Goal of the exercise
Copy the stretch of the Otaviano Canuto biography from "He previously served" through "of Brazil (2002–2003).", word for word.

Excerpted text
- Born: 5 January 1956 (age 70) Aracaju, Sergipe, Brazil
- Spouse: Catherine Mathieu

Academic background
- Alma mater: UFS Universidade Federal de Sergipe B.A in Economics, 1976; Concordia University M.A. in Economics; Universidade Estadual de Campinas PhD in Economics;

Academic work
- Institutions: World Bank; International Monetary Fund; Inter-American Development Bank; Ministry of Finance, Brazil; Universidade Estadual de Campinas; University of Sao Paulo;
- Thesis: Processos de industrialização tardia : o "paradigma" da Coreia do Sul
- Website: Information at IDEAS / RePEc;

= Otaviano Canuto =

Brazilian economist (born 1956)

Otaviano Canuto dos Santos Filho (born 5 January 1956) is a Brazilian economist. He is the executive director of the executive board of directors of the World Bank Group and its affiliates, the same position he held from 2004 to 2007.

He previously served as executive director of the board of the International Monetary Fund (IMF) for Brazil, Cabo Verde, Dominican Republic, Ecuador, Guyana, Haiti, Nicaragua, Panama, Suriname, Timor Leste and Trinidad and Tobago; vice-president and head of the Poverty Reduction and Economic Management (PREM); senior adviser on BRICS economies at the World Bank; and state secretary for international affairs at the Ministry of Finance of Brazil (2002–2003).

==Education==
Canuto obtained a bachelor's degree in economics from the Federal University of Sergipe, Brazil, where he studied from 1973 to 1976. He earned a Master of Arts in economics at Concordia University, Montreal, P.Q, Canada in 1979 to 1981. He earned a PhD in economics at the University of Campinas (UNICAMP), Campinas-SP, Brazil, where he studied from 1986 to 1991.

== Career ==
Canuto began his career as professor, teaching macroeconomics, international economics and the Brazilian economy at the University of São Paulo and University of Campinas (UNICAMP) from 1982 to 2002, and at the Federal University of Uberlândia from 1982 to 1988.

In 2002 he joined the Brazilian Ministry of Finance as the state secretary for international affairs, a position he held through 2003. In his capacity as deputy minister of finance, Canuto managed multilateral affairs, relationships with other governments, and institutional relations with foreign investors. He also coordinated the technical contribution of the Ministry of Finance to the Brazilian government's foreign trade negotiations.

In 2004, Canuto was appointed executive director of the board of the World Bank, a position he held until 2007. He was responsible for the conduct of the World Bank's general operations, performing duties under powers delegated by the board of governors. During this period he also served as vice-chairman of the Audit Committee and chairman of the Budget Committee of the World Bank. Canuto joined the Inter-American Development Bank (IDB) in 2007 as vice-president for Countries, where he led the development of relationships between the IDB and borrowing countries, as well as campaigns to formulate the IDB's country and regional strategies.

Canuto returned to the World Bank in 2009 as vice-president. As head of the Poverty Reduction and Economic Management Network (PREM), he was responsible for a division of more than 700 economists and public sector specialists working on economic policy advice, technical assistance, and financial operations with the World Bank's client countries. In 2013, he transitioned to senior adviser on BRICS economies, a new position established by President Jim Yong Kim to bring a fresh research focus to emerging markets and, in particular, economies of BRICS countries.

Provided records

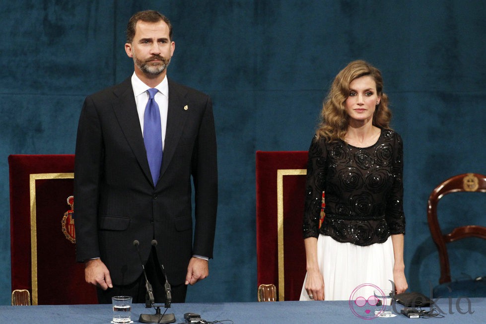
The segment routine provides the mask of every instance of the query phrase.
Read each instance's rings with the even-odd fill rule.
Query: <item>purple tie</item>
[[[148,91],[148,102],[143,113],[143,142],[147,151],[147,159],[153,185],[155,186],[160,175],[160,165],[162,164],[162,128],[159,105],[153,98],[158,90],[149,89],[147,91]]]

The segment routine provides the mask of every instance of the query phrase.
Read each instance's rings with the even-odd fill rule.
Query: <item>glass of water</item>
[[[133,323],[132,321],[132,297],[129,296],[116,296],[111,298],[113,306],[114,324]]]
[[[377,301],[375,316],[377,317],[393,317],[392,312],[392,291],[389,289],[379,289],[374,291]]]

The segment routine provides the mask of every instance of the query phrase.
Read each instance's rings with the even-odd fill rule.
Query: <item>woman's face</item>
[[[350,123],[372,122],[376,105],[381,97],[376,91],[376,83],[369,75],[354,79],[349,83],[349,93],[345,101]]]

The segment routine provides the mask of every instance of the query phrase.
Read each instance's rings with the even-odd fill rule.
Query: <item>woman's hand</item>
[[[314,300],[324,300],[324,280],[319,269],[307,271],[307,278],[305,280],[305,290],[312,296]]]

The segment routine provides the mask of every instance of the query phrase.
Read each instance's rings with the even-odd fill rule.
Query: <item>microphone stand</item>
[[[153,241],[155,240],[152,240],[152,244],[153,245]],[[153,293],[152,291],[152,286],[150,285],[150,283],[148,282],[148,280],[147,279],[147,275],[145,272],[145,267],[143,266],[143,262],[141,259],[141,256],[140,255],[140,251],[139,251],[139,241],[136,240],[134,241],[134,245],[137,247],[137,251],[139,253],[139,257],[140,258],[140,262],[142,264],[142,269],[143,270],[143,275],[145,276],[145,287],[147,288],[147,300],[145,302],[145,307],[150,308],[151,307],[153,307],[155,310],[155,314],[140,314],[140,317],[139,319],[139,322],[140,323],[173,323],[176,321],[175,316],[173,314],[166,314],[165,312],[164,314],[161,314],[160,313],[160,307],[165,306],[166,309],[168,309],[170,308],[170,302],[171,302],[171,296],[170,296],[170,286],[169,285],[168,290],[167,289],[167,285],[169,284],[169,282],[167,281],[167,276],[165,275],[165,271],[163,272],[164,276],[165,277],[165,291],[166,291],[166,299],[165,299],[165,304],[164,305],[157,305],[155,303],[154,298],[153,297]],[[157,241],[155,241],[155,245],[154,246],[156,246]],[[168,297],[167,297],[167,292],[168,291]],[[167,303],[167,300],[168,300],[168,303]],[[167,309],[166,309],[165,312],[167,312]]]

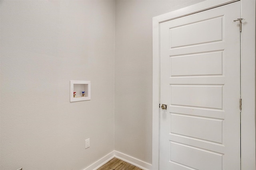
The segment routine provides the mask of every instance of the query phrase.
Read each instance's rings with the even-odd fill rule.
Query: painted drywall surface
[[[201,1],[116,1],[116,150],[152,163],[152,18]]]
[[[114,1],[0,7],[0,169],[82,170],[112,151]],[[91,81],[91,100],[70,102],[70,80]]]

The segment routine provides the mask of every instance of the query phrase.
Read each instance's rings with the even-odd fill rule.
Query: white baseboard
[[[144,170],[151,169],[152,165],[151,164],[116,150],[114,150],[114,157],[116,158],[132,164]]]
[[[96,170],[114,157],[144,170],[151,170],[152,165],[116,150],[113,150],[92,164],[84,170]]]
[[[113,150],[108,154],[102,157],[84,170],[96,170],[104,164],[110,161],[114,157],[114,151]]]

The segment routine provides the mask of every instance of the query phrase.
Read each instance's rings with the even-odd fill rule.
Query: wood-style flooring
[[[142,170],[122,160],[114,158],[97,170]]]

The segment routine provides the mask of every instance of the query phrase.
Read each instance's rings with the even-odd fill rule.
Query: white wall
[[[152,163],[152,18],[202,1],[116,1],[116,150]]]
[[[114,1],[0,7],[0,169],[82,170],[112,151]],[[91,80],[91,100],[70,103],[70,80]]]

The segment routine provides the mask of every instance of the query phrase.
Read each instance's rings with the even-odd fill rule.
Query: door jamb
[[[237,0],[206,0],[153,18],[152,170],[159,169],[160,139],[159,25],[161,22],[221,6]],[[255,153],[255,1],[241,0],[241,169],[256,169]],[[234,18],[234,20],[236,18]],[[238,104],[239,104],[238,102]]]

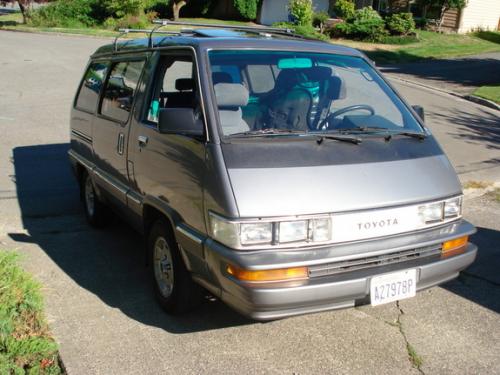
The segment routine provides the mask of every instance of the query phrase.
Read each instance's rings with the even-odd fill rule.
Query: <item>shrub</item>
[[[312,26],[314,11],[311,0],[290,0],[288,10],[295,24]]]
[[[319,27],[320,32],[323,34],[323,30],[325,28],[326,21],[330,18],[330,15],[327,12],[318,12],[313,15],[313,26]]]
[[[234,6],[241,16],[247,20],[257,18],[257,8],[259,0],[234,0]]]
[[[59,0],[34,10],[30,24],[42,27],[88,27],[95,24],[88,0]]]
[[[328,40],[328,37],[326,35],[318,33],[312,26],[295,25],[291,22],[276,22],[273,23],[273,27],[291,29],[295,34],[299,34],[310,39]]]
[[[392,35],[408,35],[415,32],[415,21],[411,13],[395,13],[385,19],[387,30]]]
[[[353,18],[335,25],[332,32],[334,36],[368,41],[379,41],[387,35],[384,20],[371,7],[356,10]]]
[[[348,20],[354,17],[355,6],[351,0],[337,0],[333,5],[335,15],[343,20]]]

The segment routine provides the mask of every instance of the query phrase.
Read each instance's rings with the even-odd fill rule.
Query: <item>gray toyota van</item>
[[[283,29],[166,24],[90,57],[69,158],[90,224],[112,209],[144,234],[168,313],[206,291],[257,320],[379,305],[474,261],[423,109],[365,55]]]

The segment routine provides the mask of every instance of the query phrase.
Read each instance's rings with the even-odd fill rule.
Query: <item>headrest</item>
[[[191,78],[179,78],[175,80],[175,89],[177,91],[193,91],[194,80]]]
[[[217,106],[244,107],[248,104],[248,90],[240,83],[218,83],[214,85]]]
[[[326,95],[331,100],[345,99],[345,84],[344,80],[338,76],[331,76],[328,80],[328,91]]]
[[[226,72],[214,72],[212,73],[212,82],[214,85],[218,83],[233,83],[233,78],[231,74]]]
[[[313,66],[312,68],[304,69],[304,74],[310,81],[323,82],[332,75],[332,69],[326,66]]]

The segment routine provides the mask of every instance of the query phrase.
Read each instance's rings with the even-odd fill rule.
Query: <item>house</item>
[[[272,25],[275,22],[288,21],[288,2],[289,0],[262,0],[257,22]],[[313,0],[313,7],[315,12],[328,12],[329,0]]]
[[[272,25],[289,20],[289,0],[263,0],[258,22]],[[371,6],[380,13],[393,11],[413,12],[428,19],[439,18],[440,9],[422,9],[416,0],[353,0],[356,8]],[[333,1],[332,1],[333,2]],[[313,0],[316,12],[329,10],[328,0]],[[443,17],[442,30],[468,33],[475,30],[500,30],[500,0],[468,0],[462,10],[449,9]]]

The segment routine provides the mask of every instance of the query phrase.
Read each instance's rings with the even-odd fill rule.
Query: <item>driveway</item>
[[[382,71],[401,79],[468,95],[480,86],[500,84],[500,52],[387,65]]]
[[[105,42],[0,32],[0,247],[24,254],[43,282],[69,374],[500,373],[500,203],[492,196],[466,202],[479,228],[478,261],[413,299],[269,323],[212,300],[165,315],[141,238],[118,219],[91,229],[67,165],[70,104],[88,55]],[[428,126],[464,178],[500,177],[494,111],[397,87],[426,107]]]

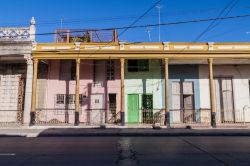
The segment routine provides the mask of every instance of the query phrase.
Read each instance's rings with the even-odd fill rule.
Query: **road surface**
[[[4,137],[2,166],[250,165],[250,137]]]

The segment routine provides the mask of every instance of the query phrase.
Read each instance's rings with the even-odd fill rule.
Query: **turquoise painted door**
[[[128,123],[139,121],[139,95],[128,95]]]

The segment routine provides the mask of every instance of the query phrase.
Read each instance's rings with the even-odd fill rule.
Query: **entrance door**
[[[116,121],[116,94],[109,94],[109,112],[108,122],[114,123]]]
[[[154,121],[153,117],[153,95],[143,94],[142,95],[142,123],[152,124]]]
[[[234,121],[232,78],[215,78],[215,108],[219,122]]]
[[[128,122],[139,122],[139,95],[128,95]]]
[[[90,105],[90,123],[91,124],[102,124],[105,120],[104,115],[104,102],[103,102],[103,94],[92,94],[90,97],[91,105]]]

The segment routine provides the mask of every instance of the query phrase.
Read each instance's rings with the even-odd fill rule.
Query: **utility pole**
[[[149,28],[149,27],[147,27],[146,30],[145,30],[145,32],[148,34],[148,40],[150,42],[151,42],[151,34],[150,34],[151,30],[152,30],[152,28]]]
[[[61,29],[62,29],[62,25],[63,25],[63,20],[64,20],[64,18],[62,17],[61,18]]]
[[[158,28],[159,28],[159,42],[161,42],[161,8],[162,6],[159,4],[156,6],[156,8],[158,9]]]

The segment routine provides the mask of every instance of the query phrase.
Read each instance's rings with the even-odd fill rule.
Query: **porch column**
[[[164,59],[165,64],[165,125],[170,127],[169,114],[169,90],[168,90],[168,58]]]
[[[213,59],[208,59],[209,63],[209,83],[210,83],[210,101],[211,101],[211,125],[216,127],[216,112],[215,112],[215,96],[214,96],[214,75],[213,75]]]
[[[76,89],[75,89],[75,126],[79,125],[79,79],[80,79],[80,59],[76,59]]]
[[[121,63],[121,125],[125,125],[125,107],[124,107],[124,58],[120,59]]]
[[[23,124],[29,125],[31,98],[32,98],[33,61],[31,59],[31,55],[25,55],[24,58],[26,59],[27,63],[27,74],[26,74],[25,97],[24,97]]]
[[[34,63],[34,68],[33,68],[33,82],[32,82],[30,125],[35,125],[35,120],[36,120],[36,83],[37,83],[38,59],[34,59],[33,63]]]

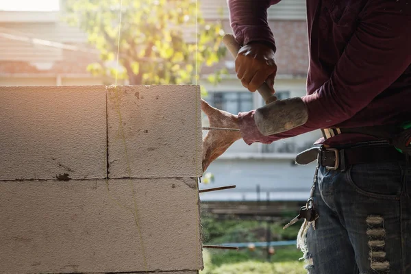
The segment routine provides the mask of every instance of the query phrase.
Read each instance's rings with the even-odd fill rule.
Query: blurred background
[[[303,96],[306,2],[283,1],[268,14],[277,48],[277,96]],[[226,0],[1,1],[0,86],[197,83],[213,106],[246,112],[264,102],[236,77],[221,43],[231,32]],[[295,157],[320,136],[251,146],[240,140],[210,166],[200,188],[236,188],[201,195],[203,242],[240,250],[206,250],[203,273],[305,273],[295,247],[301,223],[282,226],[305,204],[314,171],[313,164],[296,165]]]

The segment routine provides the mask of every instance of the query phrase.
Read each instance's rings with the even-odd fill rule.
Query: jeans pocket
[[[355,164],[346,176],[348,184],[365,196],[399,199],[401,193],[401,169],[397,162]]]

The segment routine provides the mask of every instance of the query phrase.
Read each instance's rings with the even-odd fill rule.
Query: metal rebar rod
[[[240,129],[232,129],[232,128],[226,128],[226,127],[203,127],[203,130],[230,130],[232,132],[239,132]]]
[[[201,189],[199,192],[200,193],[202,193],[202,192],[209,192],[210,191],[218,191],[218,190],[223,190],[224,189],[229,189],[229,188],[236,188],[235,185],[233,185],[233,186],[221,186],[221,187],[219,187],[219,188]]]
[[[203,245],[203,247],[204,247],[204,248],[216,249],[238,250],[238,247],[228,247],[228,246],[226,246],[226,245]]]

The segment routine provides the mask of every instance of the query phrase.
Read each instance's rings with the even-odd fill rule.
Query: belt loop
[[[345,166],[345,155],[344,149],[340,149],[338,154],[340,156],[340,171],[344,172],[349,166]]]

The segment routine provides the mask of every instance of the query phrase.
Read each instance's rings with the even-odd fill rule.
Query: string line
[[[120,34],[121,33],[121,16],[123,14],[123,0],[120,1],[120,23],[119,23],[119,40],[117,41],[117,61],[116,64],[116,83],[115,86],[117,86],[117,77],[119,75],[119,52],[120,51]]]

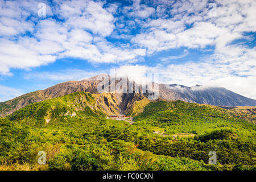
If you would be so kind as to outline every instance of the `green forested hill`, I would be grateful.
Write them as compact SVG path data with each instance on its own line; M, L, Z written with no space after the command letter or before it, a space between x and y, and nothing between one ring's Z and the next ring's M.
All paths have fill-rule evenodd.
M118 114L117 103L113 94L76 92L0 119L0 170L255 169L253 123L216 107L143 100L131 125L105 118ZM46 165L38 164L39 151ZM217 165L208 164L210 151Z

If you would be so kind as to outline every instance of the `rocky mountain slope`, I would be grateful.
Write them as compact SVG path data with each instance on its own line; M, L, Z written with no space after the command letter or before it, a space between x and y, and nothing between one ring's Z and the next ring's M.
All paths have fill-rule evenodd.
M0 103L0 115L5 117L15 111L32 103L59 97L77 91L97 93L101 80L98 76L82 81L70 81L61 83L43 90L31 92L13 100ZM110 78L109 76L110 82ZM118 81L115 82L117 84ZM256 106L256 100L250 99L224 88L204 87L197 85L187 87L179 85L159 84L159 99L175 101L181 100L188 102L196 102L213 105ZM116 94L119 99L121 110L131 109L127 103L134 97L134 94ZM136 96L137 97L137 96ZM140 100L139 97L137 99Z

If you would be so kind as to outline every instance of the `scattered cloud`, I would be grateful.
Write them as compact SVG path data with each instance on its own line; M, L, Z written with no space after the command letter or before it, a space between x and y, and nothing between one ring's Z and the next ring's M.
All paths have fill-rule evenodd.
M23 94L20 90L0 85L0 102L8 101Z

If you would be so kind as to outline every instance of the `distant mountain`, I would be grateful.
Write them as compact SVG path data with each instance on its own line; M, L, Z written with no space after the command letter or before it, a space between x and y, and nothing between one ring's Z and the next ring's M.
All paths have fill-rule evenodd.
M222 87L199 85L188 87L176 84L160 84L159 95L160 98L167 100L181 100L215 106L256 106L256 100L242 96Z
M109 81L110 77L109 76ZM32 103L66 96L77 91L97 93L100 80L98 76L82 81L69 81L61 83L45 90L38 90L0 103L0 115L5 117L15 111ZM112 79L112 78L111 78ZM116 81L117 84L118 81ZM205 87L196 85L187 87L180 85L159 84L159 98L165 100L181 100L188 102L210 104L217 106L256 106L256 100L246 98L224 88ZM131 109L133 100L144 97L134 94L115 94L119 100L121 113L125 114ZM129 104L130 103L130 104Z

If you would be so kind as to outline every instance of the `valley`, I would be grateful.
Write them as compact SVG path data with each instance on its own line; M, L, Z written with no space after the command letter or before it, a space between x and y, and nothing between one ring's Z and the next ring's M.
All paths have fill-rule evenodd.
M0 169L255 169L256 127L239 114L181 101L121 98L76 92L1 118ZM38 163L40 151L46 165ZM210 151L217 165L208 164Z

Solution to this exercise
He previously served as executive director of the board of the International Monetary Fund (IMF) for Brazil, Cabo Verde, Dominican Republic, Ecuador, Guyana, Haiti, Nicaragua, Panama, Suriname, Timor Leste and Trinidad and Tobago; vice-president and head of the Poverty Reduction and Economic Management (PREM); senior adviser on BRICS economies at the World Bank; and state secretary for international affairs at the Ministry of Finance of Brazil (2002–2003).